Excerpts of location labeling data:
>>

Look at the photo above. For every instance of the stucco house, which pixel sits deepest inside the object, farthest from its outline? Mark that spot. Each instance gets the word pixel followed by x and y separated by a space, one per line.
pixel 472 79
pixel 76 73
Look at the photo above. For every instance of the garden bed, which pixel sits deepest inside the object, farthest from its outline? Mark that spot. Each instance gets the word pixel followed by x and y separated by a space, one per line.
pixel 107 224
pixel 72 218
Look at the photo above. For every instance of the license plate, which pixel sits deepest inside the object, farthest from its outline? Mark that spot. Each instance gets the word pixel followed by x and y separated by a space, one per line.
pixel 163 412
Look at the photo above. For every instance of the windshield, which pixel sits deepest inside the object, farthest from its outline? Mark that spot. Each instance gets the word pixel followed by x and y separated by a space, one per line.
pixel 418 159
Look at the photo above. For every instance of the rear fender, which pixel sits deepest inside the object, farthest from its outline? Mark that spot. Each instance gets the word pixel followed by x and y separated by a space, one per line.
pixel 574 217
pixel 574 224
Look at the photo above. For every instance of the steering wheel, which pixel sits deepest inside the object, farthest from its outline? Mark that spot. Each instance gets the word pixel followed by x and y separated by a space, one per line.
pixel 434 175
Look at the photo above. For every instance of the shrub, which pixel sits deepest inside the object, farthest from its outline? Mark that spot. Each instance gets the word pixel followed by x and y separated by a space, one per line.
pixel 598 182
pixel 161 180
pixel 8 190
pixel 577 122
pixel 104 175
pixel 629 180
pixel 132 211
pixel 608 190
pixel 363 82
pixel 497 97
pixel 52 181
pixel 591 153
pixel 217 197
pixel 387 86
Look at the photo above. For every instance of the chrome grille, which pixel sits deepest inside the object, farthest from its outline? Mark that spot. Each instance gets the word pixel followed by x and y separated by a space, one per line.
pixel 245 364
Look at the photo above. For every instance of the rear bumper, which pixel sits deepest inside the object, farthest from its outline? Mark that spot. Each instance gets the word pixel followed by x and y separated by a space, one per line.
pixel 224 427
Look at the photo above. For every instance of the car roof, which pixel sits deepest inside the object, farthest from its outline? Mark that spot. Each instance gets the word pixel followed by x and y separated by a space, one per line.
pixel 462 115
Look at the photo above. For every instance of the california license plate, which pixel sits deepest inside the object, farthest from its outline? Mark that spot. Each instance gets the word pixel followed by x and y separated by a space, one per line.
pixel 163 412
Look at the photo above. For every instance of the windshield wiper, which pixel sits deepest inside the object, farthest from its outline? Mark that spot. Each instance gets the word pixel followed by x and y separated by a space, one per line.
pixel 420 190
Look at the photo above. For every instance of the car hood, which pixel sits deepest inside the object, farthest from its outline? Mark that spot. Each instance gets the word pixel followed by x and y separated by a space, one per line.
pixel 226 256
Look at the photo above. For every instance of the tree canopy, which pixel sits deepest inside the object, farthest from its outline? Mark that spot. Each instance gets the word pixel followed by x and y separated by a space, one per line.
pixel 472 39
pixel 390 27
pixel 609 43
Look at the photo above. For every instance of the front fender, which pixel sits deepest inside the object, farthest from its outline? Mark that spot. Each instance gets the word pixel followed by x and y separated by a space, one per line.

<<

Rewrite everything from the start of the items down to the line containing "pixel 72 218", substituting "flower bed" for "garden bed" and leaving all else unchanged.

Expected answer:
Look at the photo above. For every instance of the stucco house, which pixel sits deepest inside the object, farthest from its outline? Mark that spot. Each instance gets the word pixel followed by x and y separated by a space, one per line.
pixel 472 79
pixel 76 73
Look at the photo above. For every instance of the flower bed, which pixel sits deepest inside the object, farthest from its outline? Mark that spot. Each instance gets the word pixel followed by x and y separated by a space, one per line.
pixel 107 224
pixel 72 218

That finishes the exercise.